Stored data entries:
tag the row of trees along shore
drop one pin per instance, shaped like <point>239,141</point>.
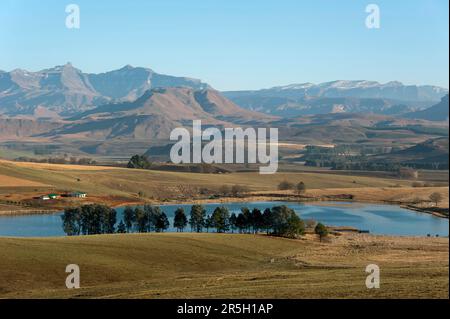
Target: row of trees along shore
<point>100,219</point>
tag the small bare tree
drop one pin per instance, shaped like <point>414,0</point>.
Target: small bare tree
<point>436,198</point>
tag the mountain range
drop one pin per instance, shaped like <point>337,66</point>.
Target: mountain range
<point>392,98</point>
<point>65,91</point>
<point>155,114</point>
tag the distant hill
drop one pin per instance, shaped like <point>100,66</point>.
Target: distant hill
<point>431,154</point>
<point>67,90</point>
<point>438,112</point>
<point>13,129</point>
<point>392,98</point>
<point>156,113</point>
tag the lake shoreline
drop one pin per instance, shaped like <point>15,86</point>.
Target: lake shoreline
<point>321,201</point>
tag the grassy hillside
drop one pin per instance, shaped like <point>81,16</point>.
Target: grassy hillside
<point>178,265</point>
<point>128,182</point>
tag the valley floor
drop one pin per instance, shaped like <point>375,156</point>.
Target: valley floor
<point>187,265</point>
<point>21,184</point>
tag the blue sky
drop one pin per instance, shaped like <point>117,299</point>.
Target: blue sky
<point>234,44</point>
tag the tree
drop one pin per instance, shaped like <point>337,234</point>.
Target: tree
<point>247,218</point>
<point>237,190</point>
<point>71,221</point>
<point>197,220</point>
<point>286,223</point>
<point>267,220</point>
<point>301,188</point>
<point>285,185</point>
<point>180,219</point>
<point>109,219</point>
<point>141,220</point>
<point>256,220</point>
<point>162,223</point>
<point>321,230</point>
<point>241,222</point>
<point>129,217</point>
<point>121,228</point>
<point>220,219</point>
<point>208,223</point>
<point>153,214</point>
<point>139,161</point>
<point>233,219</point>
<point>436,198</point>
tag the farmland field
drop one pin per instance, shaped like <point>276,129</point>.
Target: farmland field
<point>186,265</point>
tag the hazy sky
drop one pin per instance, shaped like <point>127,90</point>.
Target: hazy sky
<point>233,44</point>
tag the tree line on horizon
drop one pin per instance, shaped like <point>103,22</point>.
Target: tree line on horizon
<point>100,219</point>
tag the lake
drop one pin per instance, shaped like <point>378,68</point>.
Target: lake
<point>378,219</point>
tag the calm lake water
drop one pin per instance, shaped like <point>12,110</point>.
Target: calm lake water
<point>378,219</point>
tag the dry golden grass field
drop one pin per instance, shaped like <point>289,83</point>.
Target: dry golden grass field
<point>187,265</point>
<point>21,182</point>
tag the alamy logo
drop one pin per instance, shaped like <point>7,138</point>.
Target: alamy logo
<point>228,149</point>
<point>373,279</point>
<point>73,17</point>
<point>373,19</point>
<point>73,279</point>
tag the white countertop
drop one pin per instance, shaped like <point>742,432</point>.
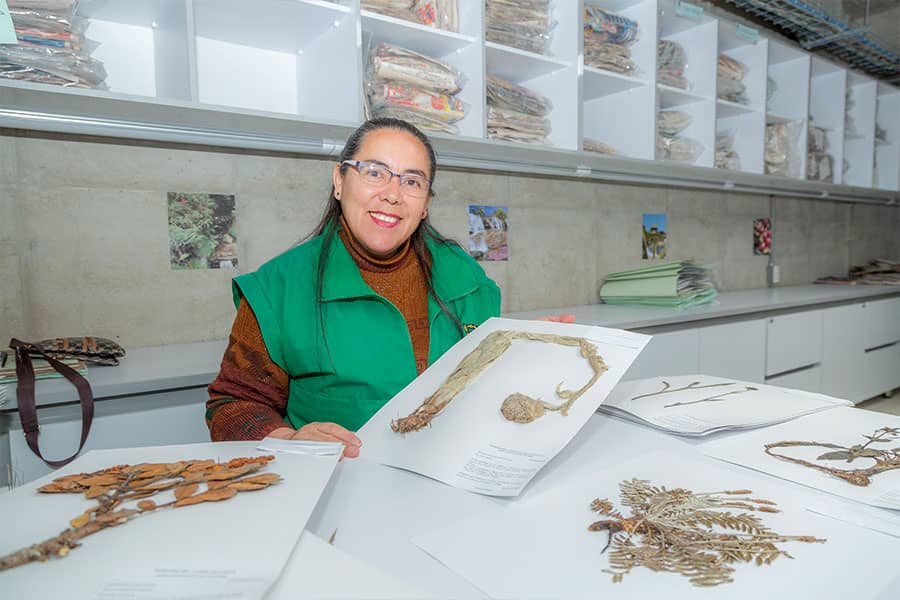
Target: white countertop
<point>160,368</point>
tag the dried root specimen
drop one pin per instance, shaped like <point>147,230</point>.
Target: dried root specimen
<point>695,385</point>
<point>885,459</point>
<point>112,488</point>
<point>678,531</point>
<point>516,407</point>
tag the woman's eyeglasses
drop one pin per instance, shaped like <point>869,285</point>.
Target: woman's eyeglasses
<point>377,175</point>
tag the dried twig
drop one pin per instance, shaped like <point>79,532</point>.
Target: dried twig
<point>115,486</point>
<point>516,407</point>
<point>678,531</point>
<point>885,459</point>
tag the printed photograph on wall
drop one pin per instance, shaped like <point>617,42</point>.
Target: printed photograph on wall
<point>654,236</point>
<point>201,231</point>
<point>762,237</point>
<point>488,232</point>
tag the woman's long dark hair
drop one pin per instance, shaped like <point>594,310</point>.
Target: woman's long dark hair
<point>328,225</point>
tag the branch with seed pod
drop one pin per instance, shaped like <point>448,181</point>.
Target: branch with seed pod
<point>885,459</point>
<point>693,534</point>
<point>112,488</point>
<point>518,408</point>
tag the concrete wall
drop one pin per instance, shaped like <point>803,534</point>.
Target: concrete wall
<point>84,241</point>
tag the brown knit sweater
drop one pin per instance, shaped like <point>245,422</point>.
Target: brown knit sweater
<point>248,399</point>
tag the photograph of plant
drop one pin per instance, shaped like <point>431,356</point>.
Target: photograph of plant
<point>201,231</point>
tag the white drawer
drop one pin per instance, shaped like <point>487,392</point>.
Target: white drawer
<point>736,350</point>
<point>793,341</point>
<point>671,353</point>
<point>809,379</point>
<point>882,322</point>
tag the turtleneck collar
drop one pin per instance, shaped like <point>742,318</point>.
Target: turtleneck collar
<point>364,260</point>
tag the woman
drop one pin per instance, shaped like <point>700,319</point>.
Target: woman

...

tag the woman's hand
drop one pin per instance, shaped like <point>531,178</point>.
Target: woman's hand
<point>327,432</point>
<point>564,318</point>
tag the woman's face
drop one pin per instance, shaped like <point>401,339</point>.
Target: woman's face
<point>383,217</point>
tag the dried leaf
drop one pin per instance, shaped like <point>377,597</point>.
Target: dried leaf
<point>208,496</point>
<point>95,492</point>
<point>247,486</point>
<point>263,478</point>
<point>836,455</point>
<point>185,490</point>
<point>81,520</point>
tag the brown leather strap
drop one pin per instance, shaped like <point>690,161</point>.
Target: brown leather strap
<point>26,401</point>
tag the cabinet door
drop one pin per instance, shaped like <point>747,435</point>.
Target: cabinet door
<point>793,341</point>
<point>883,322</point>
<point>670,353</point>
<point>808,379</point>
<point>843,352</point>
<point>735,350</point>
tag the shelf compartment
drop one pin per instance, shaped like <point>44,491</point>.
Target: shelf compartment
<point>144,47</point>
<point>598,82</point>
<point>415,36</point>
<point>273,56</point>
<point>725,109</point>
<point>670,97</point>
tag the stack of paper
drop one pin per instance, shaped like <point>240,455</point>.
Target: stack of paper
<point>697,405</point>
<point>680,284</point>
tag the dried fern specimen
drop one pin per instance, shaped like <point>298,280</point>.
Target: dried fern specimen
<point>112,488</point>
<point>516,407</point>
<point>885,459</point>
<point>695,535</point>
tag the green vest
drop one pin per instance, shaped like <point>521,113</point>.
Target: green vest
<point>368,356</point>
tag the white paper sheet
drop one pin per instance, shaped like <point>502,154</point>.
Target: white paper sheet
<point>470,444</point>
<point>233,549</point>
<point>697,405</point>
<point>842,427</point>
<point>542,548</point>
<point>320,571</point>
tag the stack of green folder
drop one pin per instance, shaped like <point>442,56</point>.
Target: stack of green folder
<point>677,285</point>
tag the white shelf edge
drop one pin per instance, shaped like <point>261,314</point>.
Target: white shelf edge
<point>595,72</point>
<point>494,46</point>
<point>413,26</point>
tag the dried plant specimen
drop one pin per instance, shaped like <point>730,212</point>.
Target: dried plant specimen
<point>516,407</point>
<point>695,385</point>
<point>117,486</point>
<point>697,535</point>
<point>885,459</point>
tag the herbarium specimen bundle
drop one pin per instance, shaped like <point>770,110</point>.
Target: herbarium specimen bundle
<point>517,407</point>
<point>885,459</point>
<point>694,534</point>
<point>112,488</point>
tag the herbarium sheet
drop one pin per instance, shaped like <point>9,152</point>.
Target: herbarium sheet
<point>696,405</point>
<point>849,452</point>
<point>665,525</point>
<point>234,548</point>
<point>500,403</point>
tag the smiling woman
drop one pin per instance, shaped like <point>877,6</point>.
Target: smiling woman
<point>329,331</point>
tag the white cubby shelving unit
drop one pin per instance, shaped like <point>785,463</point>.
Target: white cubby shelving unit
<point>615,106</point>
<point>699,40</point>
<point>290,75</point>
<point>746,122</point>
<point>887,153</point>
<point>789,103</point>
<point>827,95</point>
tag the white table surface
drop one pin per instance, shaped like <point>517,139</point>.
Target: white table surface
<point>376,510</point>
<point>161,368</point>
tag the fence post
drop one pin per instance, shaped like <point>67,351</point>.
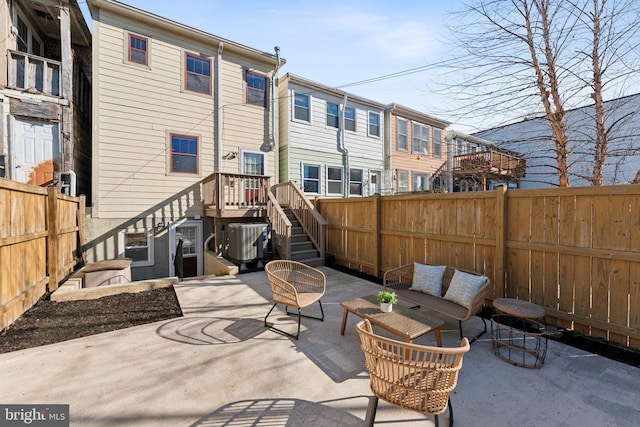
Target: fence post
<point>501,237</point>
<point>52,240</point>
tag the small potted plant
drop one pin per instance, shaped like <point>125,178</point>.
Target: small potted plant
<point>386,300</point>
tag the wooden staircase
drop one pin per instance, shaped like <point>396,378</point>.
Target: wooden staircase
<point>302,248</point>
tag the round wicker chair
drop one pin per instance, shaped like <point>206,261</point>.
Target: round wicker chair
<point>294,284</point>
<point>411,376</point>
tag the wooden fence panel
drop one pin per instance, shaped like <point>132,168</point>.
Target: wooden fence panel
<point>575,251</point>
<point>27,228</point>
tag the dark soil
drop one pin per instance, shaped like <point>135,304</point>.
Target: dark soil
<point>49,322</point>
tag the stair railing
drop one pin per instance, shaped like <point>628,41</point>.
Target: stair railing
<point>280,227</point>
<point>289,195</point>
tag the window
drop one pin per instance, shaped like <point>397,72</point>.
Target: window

Work order:
All that should appear in the answer is the lines above from the line with "drop one pin per instance, shaped like <point>67,351</point>." through the line with "Target: window", retyped exactly, pictures left out.

Output of the task:
drop one pin per instance, shaped like <point>67,351</point>.
Target: fence post
<point>501,237</point>
<point>52,240</point>
tag the small potted plant
drop one pin per instance, shaped like <point>125,178</point>.
Target: small potted plant
<point>386,300</point>
tag the wooden staircase
drop one pin per instance, shaped like <point>396,378</point>.
Target: wooden staircase
<point>302,248</point>
tag the round wicker chair
drop one pin per instance, shaped like <point>206,261</point>.
Target: round wicker chair
<point>294,284</point>
<point>411,376</point>
tag the wooden fence panel
drop one pin per instance, shaped like <point>132,168</point>.
Target: wooden fence panel
<point>575,251</point>
<point>27,228</point>
tag the dark soil
drop one pin per instance, shaped like <point>135,304</point>.
Target: dark soil
<point>49,322</point>
tag the stair railing
drop one pin per instance, shaped like <point>628,41</point>.
Target: stair railing
<point>280,227</point>
<point>289,195</point>
tag the window
drop one pin per instance, shaped like <point>397,72</point>.
Target: window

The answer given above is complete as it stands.